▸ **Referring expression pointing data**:
-*-*-

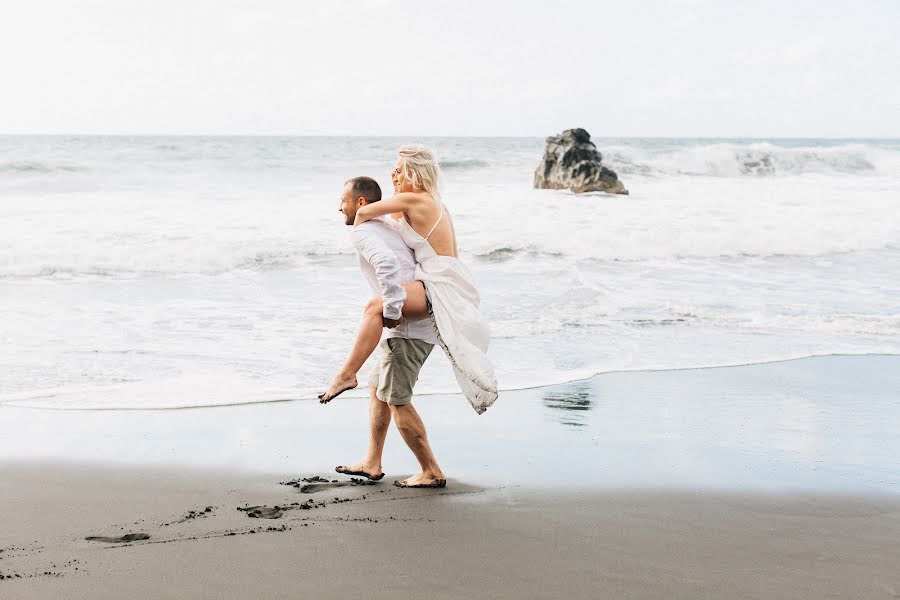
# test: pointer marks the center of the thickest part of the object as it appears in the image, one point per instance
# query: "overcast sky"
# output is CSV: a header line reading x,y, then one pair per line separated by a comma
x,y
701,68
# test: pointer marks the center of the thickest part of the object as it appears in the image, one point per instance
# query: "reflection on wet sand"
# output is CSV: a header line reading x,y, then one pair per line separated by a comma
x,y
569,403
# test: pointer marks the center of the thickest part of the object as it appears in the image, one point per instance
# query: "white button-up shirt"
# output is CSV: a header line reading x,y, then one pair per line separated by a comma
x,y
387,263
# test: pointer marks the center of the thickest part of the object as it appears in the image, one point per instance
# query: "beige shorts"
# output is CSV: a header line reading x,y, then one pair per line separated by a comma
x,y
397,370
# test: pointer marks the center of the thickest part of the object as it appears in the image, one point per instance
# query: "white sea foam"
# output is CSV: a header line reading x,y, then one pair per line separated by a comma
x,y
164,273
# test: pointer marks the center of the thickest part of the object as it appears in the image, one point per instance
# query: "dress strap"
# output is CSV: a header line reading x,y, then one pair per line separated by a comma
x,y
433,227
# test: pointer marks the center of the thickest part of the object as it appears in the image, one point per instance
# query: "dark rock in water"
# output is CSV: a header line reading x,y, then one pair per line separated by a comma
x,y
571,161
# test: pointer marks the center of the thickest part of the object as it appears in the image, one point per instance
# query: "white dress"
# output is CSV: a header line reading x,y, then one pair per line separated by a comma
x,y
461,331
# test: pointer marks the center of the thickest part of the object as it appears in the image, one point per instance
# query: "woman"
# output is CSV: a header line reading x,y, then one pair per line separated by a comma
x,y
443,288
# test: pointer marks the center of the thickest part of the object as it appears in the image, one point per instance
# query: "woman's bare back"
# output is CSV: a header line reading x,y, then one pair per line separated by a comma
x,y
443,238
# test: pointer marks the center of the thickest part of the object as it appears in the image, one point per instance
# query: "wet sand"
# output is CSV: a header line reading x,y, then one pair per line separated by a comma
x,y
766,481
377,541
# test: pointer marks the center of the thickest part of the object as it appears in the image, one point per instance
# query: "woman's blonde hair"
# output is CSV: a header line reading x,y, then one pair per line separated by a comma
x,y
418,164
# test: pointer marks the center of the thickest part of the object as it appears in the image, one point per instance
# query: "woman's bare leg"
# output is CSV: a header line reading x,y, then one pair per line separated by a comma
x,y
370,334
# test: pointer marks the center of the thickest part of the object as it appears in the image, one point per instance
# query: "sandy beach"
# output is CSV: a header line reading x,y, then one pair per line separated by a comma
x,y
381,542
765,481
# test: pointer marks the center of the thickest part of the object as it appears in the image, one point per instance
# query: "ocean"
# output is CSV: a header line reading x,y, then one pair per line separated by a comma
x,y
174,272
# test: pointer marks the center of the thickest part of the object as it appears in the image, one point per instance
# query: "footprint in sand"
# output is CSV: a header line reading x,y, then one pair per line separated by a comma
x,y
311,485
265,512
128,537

-*-*-

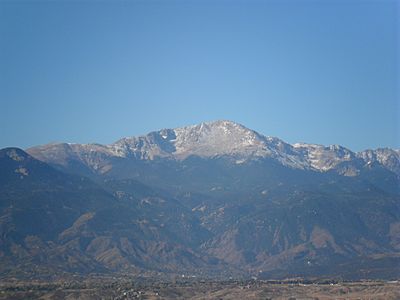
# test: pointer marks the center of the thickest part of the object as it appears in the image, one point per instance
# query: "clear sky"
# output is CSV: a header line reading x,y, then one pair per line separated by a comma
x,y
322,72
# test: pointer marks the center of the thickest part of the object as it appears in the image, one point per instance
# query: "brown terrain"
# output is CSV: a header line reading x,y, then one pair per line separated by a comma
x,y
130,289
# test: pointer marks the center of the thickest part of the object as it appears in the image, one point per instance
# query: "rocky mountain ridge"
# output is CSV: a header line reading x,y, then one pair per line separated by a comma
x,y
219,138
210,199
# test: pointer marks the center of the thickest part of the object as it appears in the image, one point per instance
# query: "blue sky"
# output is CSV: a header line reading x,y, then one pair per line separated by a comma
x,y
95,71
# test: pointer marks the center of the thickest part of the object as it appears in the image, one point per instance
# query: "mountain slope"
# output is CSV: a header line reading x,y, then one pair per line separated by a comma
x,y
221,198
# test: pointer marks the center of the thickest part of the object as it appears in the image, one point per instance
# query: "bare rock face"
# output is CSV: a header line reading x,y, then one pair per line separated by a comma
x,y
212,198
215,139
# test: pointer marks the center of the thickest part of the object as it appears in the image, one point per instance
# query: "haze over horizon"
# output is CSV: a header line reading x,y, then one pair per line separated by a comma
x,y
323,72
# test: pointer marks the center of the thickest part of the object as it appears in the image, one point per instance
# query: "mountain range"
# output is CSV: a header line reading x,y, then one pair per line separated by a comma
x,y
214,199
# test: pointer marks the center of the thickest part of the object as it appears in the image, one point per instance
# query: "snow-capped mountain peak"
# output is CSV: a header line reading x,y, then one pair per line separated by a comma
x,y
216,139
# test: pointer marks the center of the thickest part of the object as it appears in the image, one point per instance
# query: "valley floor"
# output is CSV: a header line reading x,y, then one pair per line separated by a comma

-*-*-

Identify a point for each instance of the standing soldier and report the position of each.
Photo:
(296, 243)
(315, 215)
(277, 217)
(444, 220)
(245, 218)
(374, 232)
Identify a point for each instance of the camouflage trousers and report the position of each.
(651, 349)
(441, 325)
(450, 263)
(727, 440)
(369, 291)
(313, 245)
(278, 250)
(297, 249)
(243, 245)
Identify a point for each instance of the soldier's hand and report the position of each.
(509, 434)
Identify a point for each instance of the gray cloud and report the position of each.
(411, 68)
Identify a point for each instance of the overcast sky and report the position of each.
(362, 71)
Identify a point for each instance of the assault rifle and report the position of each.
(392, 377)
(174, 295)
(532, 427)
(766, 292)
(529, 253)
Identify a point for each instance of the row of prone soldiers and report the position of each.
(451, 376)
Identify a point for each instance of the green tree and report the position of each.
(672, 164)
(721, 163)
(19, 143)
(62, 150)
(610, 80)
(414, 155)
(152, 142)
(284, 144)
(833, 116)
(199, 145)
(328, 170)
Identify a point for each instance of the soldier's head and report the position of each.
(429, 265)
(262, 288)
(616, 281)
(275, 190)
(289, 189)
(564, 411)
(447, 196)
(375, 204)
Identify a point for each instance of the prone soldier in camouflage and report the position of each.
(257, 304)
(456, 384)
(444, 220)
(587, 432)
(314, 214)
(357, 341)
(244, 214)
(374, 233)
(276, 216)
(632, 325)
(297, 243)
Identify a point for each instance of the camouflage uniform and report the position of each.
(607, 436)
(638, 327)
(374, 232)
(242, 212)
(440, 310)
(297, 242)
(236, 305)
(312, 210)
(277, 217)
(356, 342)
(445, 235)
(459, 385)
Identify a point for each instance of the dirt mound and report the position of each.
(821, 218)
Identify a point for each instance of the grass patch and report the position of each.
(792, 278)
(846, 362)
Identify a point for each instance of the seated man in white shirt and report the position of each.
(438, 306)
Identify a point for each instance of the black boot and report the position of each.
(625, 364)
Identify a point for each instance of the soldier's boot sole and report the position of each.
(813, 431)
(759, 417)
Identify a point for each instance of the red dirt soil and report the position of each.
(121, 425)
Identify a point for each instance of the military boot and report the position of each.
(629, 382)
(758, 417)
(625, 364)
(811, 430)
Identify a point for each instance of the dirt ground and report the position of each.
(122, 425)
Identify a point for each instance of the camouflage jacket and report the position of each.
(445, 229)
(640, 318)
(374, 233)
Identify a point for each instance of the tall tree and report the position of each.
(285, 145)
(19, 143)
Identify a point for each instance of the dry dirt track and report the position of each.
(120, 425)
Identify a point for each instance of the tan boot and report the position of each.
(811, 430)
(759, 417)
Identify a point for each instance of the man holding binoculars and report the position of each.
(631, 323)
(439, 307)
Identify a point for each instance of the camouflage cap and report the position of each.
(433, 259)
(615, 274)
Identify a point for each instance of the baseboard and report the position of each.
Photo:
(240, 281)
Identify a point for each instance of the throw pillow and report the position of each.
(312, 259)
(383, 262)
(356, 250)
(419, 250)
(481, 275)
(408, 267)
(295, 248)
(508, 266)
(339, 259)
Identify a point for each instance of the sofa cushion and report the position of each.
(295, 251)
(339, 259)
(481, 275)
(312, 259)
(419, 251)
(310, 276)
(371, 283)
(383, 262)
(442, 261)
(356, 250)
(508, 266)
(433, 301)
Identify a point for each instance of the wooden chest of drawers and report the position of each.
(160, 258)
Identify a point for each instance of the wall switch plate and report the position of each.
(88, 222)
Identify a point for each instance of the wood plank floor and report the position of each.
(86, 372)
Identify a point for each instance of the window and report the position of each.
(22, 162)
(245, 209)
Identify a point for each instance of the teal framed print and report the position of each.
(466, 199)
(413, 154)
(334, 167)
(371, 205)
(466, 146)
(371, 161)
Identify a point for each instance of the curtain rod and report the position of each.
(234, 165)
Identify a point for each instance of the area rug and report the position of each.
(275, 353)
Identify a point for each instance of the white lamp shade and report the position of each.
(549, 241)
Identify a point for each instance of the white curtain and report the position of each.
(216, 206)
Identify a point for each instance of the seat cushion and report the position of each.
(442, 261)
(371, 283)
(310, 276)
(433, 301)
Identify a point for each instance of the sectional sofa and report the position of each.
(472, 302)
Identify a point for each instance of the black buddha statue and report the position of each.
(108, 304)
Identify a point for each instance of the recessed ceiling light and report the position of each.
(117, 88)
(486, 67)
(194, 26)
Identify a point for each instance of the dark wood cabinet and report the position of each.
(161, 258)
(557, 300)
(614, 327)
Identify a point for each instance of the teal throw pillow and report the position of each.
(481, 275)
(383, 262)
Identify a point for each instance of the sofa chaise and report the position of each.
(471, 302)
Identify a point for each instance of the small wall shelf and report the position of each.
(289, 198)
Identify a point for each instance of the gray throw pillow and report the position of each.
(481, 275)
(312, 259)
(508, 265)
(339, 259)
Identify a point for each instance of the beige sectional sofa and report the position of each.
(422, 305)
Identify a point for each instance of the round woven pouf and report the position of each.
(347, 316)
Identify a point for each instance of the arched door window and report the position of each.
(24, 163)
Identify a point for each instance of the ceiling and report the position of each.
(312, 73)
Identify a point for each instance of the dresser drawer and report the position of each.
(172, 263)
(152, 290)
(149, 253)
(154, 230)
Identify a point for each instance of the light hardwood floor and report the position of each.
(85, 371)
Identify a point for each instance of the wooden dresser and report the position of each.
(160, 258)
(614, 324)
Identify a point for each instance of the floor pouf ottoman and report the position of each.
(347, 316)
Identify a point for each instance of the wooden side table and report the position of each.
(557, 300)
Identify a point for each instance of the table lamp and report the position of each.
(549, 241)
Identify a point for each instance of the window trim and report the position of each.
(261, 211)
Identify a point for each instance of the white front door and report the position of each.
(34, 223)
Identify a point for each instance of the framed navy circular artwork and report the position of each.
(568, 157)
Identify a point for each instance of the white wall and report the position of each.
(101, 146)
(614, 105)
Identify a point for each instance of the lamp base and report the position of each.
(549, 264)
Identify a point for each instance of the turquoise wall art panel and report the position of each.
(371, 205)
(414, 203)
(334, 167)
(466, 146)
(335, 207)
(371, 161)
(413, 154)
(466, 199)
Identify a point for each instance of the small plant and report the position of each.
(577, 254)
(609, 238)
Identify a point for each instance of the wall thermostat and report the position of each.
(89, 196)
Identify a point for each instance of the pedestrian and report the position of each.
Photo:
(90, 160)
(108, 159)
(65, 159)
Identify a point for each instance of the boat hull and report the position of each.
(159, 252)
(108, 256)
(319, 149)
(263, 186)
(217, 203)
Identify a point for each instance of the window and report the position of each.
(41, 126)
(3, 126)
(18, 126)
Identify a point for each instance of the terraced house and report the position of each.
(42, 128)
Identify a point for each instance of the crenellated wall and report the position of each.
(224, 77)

-*-*-

Could you return the lines in the entries above that contain "bare"?

▸ **ANSWER FOR THIS EXERCISE**:
# query: "woman's bare back"
# query: "woman's bare leg"
# query: "bare rock face"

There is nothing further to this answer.